*Extracted text*
▼

Top 10 Tips for Reducing Word Count in Scientific Documents
Release Date: August 25, 2014
Category: Scientific Writing
Author: Sonia M., Ph.D., E.L.S.
Journals often have strict word limits for overall manuscript lengths and abstract word counts, and grant funding agencies also impose strict page and/or word limits for proposals.
Because you want to include as much information as possible in your grant proposals and manuscripts, reducing the number of words can be difficult without removing precious ideas.
Here we discuss some helpful tips to reduce the number of words in your scientific documents.
Remove spaces around mathematical operators.
A very easy way to reduce the word count, particularly in the abstract, is to remove the spaces between numbers and mathematical operators such as =, <, >, etc.
Writing “n = 3” will count as three words; however, simply removing the spaces (“n=3”) eliminates two words.
Write using active voice instead of passive voice.
In general, active voice is preferred over passive voice because it is easier to read and avoids potential dangling modifiers, which can make writing unclear.
Active voice also typically requires fewer words to convey your ideas.
- Passive voice: It was found that protein X activated transcription of gene Y. (11 words)

▲

*Dataset content*
▼

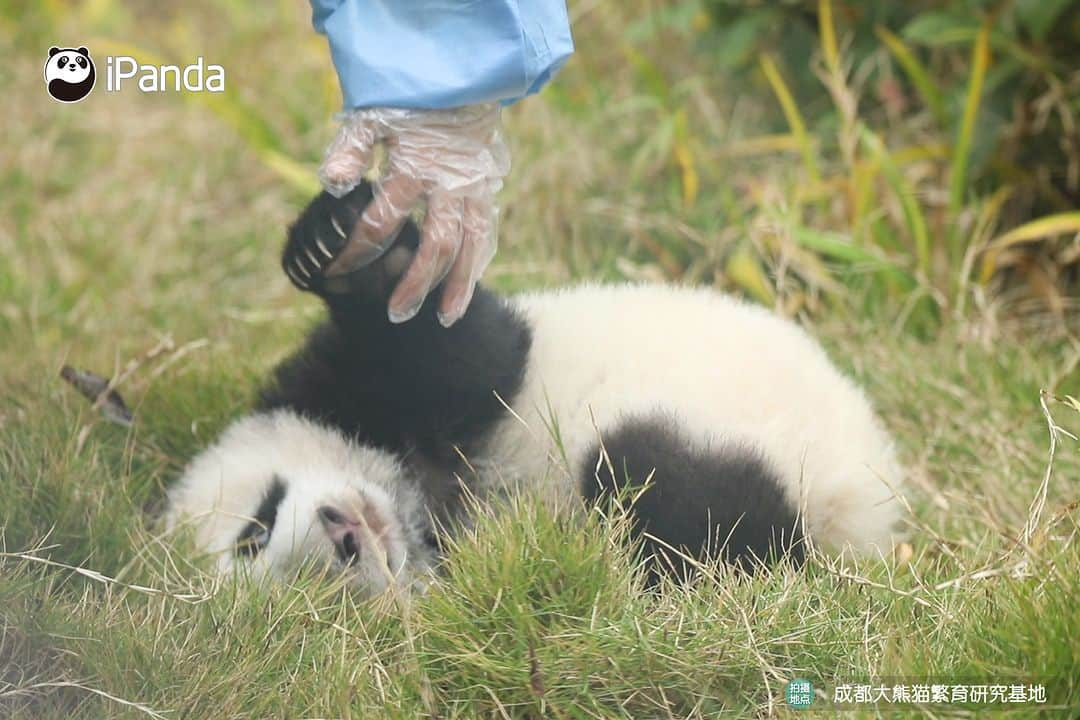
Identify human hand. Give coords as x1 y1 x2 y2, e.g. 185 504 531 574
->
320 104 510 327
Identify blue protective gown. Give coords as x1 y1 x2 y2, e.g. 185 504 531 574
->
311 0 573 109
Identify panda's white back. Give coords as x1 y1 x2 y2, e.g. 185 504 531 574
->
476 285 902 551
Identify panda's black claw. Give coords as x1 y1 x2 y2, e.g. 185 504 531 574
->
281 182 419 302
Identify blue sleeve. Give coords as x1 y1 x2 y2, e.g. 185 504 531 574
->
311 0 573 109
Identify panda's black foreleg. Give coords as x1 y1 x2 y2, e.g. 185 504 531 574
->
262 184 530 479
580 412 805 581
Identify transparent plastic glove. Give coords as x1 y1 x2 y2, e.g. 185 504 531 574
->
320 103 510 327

▲
▼

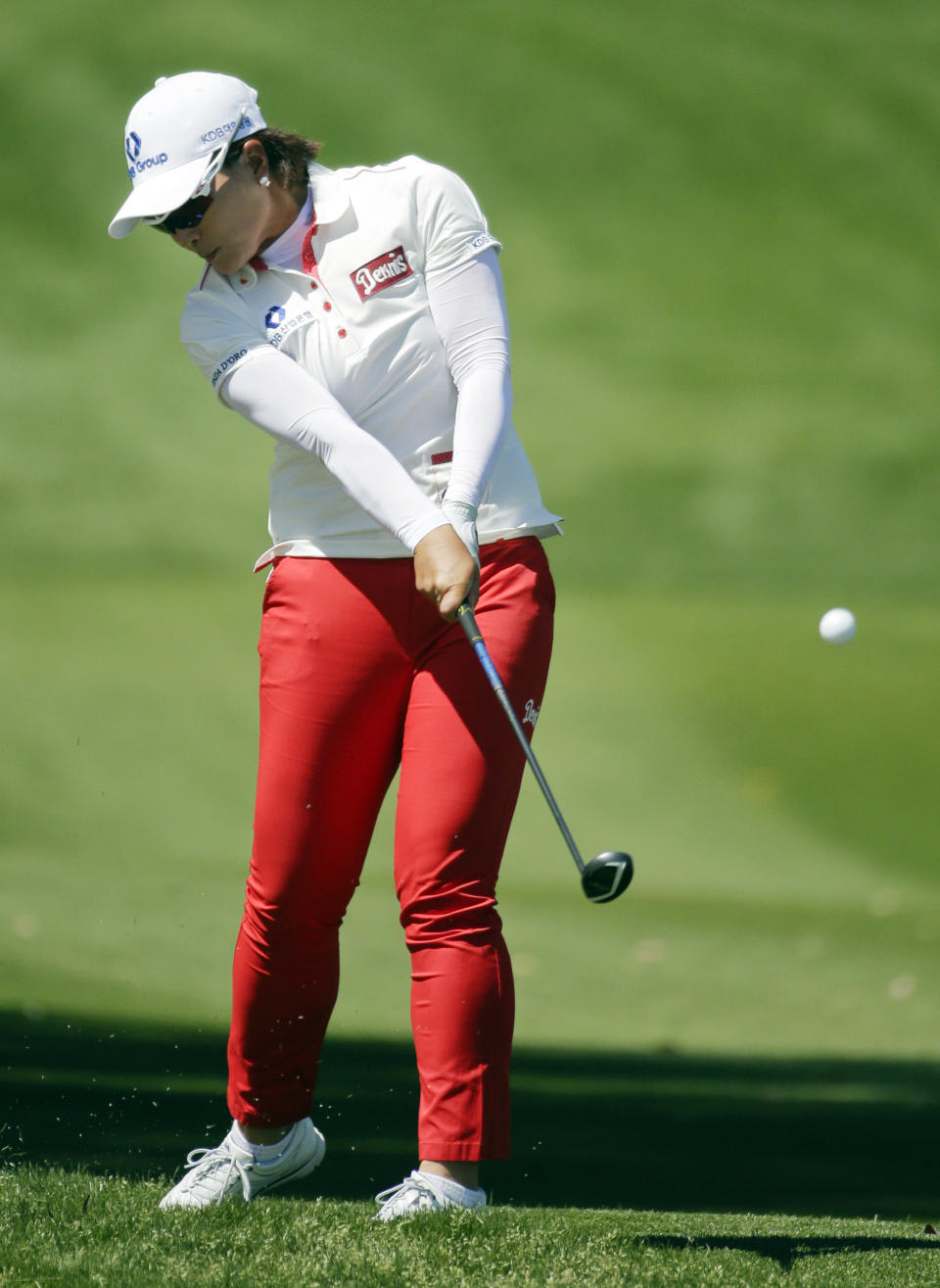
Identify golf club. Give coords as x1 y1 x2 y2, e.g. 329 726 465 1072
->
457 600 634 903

▲

*To do*
Continue the article on reducing word count in scientific documents from the point where it stops.

*Expected answer*
- Active voice: Protein X activated transcription of gene Y. (7 words)
Eliminate unnecessary “hedging” words.
Hedging words, such as “may” or “possibly,” are used to avoid commitment to a particular statement.
While they are useful to convey to the reader a certain level of uncertainty about a statement, using more than one hedging word in a sentence is typically not necessary and increases your overall word count.
Eliminate unnecessary adjectives and adverbs.
These modifiers can enhance and clarify your writing when used appropriately; however, they can often be replaced by more descriptive nouns or verbs in a sentence.
For example: Expression of protein X was greatly reduced when cells were grown in a high-salt environment.
The word “greatly” is not quantitative and therefore does not clarify your writing, particularly since some readers may or may not agree that your data support the use of the description “greatly.”
Because the reader can see your data, they will be able to determine the magnitude of the reduction in your manuscript.
This sentence can be rewritten by eliminating the adverb as:
Expression of protein X was reduced when cells were grown in a high-salt environment.
The word “that” is frequently overused in writing and can be eliminated from many sentences.
For example: We found that cells that overexpress protein X grew slower than wild-type cells.
In this example, the sentence can be rewritten eliminating both instances of “that.”
We found cells overexpressing protein X grew slower than wild-type cells.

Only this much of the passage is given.